ENTRIES SHOWN below:
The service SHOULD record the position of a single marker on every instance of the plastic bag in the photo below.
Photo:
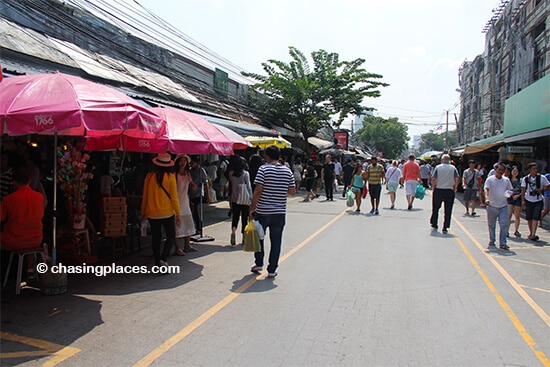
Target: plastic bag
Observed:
(251, 239)
(350, 197)
(419, 192)
(259, 228)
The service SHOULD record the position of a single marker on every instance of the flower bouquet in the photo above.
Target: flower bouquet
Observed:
(74, 182)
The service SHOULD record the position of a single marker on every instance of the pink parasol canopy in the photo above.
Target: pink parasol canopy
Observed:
(69, 105)
(62, 104)
(185, 133)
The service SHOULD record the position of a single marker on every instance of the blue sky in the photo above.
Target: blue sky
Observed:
(417, 45)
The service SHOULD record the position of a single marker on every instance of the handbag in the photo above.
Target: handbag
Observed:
(251, 238)
(419, 192)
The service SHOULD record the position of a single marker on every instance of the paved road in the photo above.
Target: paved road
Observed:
(353, 290)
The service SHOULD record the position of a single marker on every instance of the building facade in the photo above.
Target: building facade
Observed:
(516, 55)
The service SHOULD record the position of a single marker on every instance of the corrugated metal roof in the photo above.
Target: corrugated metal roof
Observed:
(242, 128)
(28, 42)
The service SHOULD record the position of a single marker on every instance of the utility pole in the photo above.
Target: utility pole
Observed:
(447, 133)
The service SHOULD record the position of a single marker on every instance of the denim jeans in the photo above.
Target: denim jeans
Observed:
(494, 213)
(169, 225)
(446, 196)
(329, 189)
(275, 223)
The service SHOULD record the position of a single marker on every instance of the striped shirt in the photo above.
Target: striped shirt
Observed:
(275, 179)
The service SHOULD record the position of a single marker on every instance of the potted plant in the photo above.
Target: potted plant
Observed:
(74, 180)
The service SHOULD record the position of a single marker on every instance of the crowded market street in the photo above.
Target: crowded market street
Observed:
(353, 289)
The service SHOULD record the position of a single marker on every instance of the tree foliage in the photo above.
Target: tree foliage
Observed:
(432, 141)
(384, 135)
(306, 97)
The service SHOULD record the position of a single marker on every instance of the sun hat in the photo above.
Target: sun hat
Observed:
(163, 160)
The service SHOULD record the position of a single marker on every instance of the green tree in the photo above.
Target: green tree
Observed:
(384, 135)
(432, 141)
(306, 98)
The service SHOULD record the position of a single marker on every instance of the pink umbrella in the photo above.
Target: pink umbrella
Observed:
(49, 103)
(68, 105)
(185, 133)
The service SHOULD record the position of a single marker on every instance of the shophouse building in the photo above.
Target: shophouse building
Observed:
(505, 104)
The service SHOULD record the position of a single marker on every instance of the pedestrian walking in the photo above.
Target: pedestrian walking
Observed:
(375, 174)
(273, 183)
(546, 209)
(309, 176)
(532, 190)
(425, 174)
(327, 172)
(347, 173)
(337, 173)
(411, 177)
(241, 197)
(480, 182)
(160, 205)
(514, 201)
(297, 170)
(358, 185)
(393, 177)
(318, 180)
(445, 181)
(196, 195)
(186, 227)
(497, 189)
(469, 184)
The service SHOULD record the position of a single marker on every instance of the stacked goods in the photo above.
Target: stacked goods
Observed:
(114, 217)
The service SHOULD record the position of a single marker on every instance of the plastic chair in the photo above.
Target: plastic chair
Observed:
(21, 254)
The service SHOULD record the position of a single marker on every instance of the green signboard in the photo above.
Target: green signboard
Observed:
(528, 110)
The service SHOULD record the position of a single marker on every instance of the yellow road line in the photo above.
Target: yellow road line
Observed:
(537, 289)
(542, 314)
(509, 312)
(59, 352)
(183, 333)
(529, 262)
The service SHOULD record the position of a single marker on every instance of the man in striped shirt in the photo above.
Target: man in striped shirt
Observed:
(274, 182)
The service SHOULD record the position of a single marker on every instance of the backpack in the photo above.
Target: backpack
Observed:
(537, 183)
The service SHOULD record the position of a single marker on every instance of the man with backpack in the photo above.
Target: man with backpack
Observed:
(469, 183)
(532, 188)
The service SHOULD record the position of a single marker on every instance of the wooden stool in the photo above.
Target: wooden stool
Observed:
(118, 245)
(21, 254)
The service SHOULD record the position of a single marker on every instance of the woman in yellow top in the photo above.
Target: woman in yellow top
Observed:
(160, 205)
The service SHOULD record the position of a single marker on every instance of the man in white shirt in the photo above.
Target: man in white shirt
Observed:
(445, 181)
(532, 196)
(497, 190)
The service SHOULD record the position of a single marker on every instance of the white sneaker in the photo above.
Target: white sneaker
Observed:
(256, 269)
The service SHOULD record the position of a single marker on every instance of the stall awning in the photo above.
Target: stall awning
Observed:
(320, 143)
(484, 144)
(242, 128)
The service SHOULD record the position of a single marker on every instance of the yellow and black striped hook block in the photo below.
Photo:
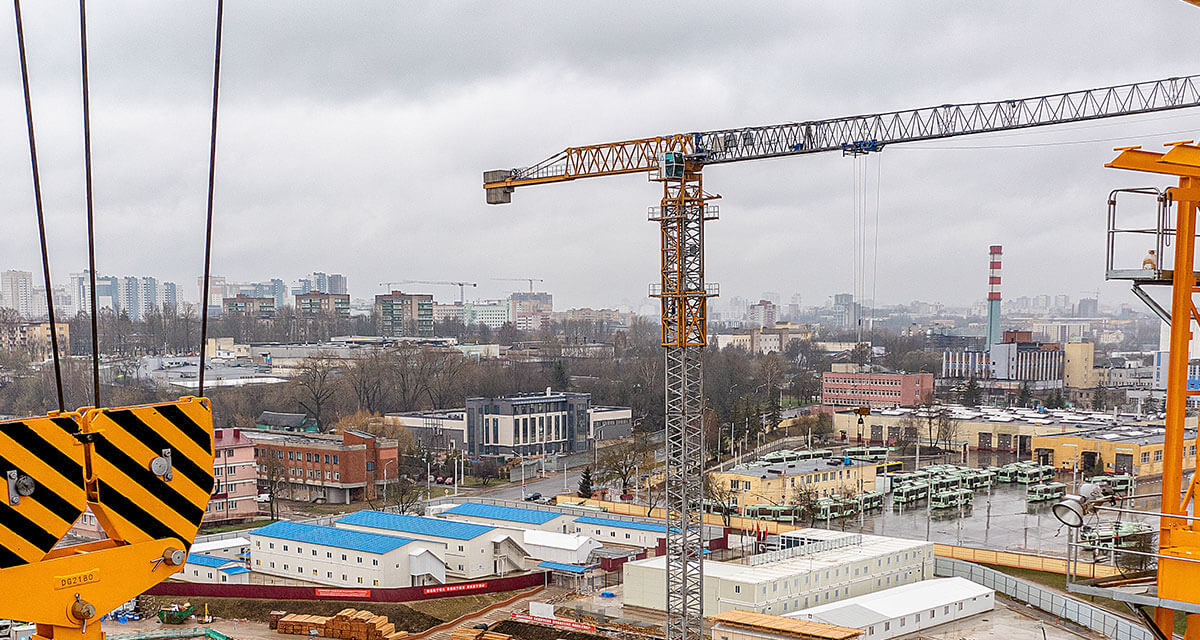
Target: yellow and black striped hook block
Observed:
(150, 468)
(147, 473)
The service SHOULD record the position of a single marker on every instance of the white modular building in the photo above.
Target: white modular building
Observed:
(467, 549)
(610, 531)
(228, 548)
(832, 567)
(906, 609)
(562, 548)
(213, 569)
(515, 519)
(342, 557)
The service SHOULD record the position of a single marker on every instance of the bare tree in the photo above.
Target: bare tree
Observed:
(317, 382)
(275, 476)
(622, 462)
(721, 497)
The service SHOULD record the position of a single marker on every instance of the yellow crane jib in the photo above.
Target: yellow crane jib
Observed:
(147, 473)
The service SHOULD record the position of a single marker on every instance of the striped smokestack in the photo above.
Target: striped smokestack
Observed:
(994, 253)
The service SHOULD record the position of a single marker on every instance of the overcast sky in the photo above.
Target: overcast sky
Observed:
(353, 136)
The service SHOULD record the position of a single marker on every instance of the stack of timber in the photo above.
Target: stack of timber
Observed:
(347, 624)
(468, 633)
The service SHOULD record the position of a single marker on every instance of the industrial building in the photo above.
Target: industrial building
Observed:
(847, 387)
(905, 610)
(471, 550)
(341, 468)
(510, 518)
(1131, 448)
(987, 429)
(815, 567)
(786, 482)
(343, 557)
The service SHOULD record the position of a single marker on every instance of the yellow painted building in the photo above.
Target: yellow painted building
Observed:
(1078, 365)
(784, 483)
(1135, 449)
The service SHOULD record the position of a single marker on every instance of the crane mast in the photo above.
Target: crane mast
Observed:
(678, 160)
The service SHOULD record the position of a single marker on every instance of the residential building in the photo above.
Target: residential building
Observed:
(815, 567)
(1078, 365)
(342, 557)
(850, 388)
(790, 483)
(17, 292)
(234, 471)
(762, 315)
(531, 310)
(34, 338)
(905, 610)
(405, 313)
(243, 305)
(323, 304)
(471, 551)
(492, 315)
(527, 424)
(341, 468)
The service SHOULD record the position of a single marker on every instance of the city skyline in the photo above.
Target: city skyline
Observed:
(415, 123)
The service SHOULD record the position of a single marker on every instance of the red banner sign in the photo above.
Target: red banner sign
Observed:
(449, 588)
(553, 622)
(343, 592)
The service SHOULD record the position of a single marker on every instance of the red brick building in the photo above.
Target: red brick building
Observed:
(875, 390)
(333, 467)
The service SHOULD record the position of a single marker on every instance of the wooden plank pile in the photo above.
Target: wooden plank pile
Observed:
(469, 633)
(347, 624)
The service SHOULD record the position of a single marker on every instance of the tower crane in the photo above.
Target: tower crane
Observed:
(677, 161)
(445, 282)
(529, 280)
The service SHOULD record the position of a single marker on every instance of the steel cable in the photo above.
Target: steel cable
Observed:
(208, 226)
(91, 233)
(37, 203)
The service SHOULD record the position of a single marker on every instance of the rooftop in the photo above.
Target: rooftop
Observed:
(775, 470)
(509, 514)
(207, 561)
(895, 602)
(577, 569)
(621, 524)
(871, 546)
(803, 629)
(357, 540)
(415, 525)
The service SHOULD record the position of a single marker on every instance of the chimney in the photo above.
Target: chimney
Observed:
(994, 334)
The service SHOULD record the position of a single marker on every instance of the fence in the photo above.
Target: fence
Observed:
(1051, 602)
(373, 594)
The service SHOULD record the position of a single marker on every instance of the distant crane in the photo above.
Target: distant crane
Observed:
(529, 280)
(461, 286)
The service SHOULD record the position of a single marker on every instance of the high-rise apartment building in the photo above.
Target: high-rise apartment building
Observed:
(17, 291)
(405, 313)
(323, 304)
(531, 310)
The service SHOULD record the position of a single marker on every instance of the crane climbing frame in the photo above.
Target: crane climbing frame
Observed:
(147, 474)
(677, 160)
(1179, 542)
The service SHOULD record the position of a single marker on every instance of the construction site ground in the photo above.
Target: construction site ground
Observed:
(246, 618)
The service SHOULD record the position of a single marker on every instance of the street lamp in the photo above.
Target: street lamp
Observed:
(1072, 509)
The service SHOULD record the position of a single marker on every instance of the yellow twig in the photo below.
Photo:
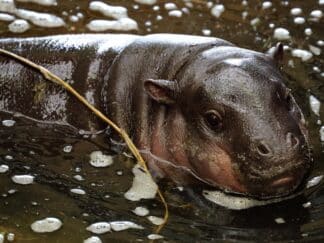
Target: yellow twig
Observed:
(52, 77)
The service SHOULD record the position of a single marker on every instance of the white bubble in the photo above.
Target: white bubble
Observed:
(78, 191)
(67, 148)
(322, 133)
(302, 54)
(308, 31)
(307, 204)
(175, 13)
(8, 157)
(255, 21)
(7, 6)
(155, 237)
(281, 34)
(116, 12)
(124, 225)
(41, 2)
(10, 236)
(124, 24)
(296, 11)
(93, 239)
(46, 225)
(266, 5)
(316, 14)
(98, 159)
(23, 179)
(217, 10)
(280, 220)
(143, 186)
(99, 228)
(141, 211)
(314, 181)
(299, 20)
(155, 220)
(147, 2)
(41, 19)
(206, 32)
(78, 178)
(6, 17)
(10, 123)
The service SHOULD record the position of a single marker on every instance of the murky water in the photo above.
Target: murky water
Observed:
(58, 157)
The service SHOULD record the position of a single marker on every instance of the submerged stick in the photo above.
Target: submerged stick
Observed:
(52, 77)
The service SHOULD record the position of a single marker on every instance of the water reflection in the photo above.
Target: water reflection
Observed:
(58, 156)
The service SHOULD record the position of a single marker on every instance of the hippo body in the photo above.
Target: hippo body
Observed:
(202, 104)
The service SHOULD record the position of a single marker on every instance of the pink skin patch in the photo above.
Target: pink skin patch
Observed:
(168, 141)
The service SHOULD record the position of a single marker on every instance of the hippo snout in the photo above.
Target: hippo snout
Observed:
(266, 151)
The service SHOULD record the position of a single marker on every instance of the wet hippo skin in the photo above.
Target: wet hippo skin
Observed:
(202, 104)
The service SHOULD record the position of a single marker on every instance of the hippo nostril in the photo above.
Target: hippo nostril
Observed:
(263, 149)
(292, 140)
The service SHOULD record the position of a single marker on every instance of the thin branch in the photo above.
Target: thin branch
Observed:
(52, 77)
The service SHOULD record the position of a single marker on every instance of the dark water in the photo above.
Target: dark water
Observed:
(37, 148)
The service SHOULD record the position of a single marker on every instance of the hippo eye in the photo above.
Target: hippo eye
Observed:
(289, 100)
(213, 120)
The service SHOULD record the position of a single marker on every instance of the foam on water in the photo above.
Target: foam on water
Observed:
(40, 19)
(116, 12)
(46, 225)
(147, 2)
(296, 11)
(8, 123)
(316, 14)
(23, 179)
(124, 24)
(315, 50)
(41, 2)
(78, 191)
(143, 186)
(308, 31)
(141, 211)
(92, 239)
(6, 17)
(98, 159)
(175, 13)
(155, 237)
(4, 168)
(281, 34)
(124, 225)
(302, 54)
(217, 10)
(322, 133)
(67, 148)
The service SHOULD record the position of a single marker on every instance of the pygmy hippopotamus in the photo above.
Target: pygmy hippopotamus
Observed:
(221, 112)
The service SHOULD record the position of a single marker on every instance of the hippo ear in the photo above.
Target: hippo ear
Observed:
(277, 53)
(160, 90)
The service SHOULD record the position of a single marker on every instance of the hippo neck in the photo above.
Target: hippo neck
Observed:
(158, 56)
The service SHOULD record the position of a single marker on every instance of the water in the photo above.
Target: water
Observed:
(58, 157)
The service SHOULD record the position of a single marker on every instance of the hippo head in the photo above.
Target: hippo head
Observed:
(230, 119)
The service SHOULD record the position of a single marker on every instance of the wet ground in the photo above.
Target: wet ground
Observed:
(58, 156)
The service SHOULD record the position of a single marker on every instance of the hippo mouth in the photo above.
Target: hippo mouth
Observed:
(264, 185)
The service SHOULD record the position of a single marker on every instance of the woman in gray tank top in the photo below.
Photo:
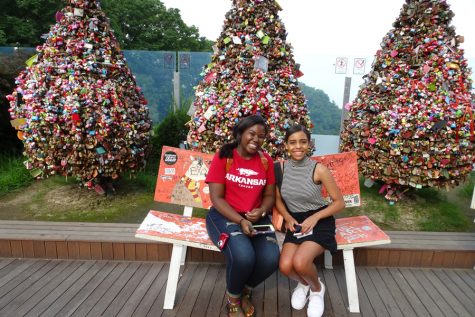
End of ENTRIES SHOWN.
ACTIVITY
Gather each line from the entries above that includes the word "chimney".

SOLUTION BELOW
The service SHOULD record the position of a single marker on every instance of the chimney in the photo above.
Target: chimney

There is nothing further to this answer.